##### ENTRIES SUPPLIED
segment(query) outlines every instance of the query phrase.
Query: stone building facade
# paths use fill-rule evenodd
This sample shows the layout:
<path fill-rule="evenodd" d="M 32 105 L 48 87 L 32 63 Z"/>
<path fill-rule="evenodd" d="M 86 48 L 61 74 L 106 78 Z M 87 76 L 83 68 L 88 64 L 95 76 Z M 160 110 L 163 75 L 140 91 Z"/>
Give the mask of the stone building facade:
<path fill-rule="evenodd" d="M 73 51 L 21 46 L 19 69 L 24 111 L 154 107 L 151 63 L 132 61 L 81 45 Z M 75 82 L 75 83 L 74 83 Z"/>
##########
PROBLEM DETAILS ->
The data are to be transcribed in full, exactly as given.

ANSWER SECTION ->
segment(query) outlines every instance of the query phrase.
Query: stone building facade
# paths use fill-rule evenodd
This sample shows the layout:
<path fill-rule="evenodd" d="M 32 105 L 48 87 L 32 63 Z"/>
<path fill-rule="evenodd" d="M 86 48 L 61 74 L 106 78 Z M 87 76 L 83 68 L 88 64 L 95 76 Z M 160 110 L 163 75 L 140 91 Z"/>
Give the mask of the stone building facade:
<path fill-rule="evenodd" d="M 73 51 L 21 46 L 19 69 L 24 111 L 154 107 L 151 63 L 132 61 L 81 45 Z M 75 82 L 75 83 L 74 83 Z"/>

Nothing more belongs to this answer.